=== Obiettivo A ===
Cita alla lettera il passo del brano su Vittorio Celot Celotti che comincia con "Il destino però" e prosegue fino a "tragica battaglia finale.".
=== Obiettivo B ===
Rispondi brevemente in base al brano su Vittorio Celot Celotti.
(i) In quale città nacque?
(ii) Quale fu la sua prima macchina fotografica?
(iii) Di quale battaglione faceva parte il gruppo che comandò alla fine della guerra?

Vittorio Celot Celotti nacque a Conegliano il 30 novembre del 1896. Era il più giovane dei tre figli di Giovanni Celot, detto Celotti, classe 1859, sarto di professione, e di Lucia Zava. Prima di lui vennero alla luce i fratelli Angelo, detto Angelin, e Maddalena, Lena, con i quali trascorse, soprattutto prima dello scoppio della Grande guerra, spensierati soggiorni estivi nella Val Zoldana, luogo che fece da sfondo alle sue prime fotografie, accuratamente documentate nelle sue memorie.
Non ancora undicenne, alla fine dell’anno scolastico 1906-07 il giovanissimo Vittorio Celot Celotti ricevette in regalo la sua prima macchina fotografica. Era un regalo speciale per quei tempi: una Murer 9 x 12 a cassetta, con la quale scattò le sue prime fotografie a Villanova di Zoldo, dove si trovava in vacanza con la sorella Maddalena e dove probabilmente nacque quella passione per la fotografia che lo seguì per il resto della sua vita.
Arrivarono poi gli anni promettenti della Scuola di Enologia, gli incontri con gli amici e con i docenti. Il fratello Angelo si sposò e Vittorio fu felice di diventare zio di Nino.
Il destino però gli stava riservando, quasi a voler rompere un incantesimo, anche i giorni orribili della guerra, con l’invio in prima linea sul Grappa, luogo in cui si trovò quel fatidico ottobre del 1918. Ed è proprio su quelle dilaniate pendici che il giovane Vittorio venne rinviato alla fine della Guerra, al comando del Gruppo Zappatori del Battaglione Alpini “Exilles”, per seppellire i corpi straziati dei compagni caduti nella tragica battaglia finale.

=== Dati forniti ===

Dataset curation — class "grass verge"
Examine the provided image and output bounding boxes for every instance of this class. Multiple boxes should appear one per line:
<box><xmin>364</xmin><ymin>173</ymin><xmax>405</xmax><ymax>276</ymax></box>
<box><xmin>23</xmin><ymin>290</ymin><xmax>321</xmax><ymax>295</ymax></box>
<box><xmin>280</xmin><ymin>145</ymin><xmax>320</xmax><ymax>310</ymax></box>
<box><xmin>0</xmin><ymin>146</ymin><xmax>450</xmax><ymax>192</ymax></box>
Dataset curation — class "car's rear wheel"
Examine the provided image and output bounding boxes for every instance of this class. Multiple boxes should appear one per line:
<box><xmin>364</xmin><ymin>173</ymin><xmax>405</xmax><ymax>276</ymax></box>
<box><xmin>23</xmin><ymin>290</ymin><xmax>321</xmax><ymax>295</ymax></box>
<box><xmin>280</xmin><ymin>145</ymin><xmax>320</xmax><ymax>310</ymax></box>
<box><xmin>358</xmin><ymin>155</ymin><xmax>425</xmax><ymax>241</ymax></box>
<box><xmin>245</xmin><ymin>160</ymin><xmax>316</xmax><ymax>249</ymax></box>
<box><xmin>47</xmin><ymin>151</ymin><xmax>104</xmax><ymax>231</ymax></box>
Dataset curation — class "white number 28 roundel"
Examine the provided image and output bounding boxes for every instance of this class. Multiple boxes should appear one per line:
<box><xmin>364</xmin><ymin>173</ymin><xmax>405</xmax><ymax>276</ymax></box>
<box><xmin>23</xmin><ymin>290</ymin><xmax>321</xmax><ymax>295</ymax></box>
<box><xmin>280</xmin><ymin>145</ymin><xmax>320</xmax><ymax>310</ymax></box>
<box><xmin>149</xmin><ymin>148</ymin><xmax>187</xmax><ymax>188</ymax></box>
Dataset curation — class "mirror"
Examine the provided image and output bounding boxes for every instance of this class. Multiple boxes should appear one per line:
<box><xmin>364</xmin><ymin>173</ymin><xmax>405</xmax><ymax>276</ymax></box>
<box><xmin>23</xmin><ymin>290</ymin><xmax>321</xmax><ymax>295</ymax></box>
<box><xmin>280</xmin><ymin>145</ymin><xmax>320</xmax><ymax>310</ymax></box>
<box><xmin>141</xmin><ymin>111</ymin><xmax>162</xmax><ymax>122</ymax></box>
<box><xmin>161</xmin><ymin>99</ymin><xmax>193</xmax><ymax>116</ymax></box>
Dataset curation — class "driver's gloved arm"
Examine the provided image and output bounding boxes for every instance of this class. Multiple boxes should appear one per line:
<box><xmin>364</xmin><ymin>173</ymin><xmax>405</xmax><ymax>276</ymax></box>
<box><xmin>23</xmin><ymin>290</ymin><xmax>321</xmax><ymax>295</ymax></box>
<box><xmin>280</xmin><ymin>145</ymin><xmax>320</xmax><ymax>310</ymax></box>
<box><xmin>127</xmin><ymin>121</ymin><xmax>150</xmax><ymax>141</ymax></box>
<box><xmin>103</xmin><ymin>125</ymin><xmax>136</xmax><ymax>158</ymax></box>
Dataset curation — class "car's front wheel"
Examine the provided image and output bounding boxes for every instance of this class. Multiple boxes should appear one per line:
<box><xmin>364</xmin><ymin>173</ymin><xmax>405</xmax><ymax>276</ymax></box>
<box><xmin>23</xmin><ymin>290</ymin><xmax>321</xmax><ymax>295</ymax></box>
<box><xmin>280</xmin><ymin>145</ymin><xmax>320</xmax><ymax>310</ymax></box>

=== Risultato atteso A ===
Il destino però gli stava riservando, quasi a voler rompere un incantesimo, anche i giorni orribili della guerra, con l’invio in prima linea sul Grappa, luogo in cui si trovò quel fatidico ottobre del 1918. Ed è proprio su quelle dilaniate pendici che il giovane Vittorio venne rinviato alla fine della Guerra, al comando del Gruppo Zappatori del Battaglione Alpini “Exilles”, per seppellire i corpi straziati dei compagni caduti nella tragica battaglia finale.

=== Risultato atteso B ===
(i) A Conegliano.
(ii) Una Murer 9 x 12 a cassetta.
(iii) Del Battaglione Alpini "Exilles".